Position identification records
▬▬▬▬▬▬

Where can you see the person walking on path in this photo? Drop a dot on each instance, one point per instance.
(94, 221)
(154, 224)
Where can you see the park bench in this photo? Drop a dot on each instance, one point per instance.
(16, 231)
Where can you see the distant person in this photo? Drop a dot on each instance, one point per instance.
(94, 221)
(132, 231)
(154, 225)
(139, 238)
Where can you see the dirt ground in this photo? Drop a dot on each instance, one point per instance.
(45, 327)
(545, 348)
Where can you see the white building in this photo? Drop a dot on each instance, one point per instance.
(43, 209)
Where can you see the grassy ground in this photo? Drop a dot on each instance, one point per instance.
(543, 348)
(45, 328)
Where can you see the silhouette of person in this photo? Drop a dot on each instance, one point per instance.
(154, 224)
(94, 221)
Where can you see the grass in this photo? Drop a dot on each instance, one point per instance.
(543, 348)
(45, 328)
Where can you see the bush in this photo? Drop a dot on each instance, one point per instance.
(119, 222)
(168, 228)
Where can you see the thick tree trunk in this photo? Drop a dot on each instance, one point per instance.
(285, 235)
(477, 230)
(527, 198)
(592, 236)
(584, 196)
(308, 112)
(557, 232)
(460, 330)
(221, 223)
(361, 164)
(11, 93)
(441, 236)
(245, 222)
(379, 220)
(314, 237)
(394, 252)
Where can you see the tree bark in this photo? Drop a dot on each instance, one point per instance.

▬▬▬▬▬▬

(Exercise requirements):
Rewrite the material above, changing every "Drop a dot" to "Place a marker" and leaving everything else as it is.

(Reply):
Where can you see the person walking on path in this photo? Place a marker on each instance, one point per instance.
(94, 221)
(154, 224)
Where can you see the park bench in this photo? Place a marker on each instance, one point per instance.
(16, 231)
Where can you see the distant person in this photo? Place a marker on each instance, one point per instance.
(94, 221)
(132, 231)
(154, 225)
(139, 238)
Where can you see the dirt ground in this photo? Place a marker on each instance, one point per instance.
(45, 327)
(545, 348)
Where can you see the white building in this photo? Place a marker on each instance, one point per instance.
(43, 209)
Where can you see the grassy ground in this photo? Place a marker on each instance, one point per instance.
(543, 348)
(45, 328)
Where can you see the silhouette of person in this photo? Place a marker on each instance, one point per instance.
(154, 224)
(94, 221)
Where can you see the grass in this photo? Place a marker on each instance, one point per instance.
(543, 348)
(45, 328)
Where can you see the bush in this photo? Place a marker on each instance, one point per instance.
(119, 222)
(168, 228)
Where can you see the thick tree trunk in this photo? Place a marker on each instance, one point per instance.
(285, 235)
(477, 230)
(527, 198)
(592, 236)
(584, 196)
(308, 112)
(557, 232)
(460, 330)
(221, 223)
(361, 164)
(11, 93)
(441, 236)
(245, 222)
(379, 220)
(314, 237)
(394, 252)
Where can you see the tree bark in this photo? Place a marker on each instance, one point per instance.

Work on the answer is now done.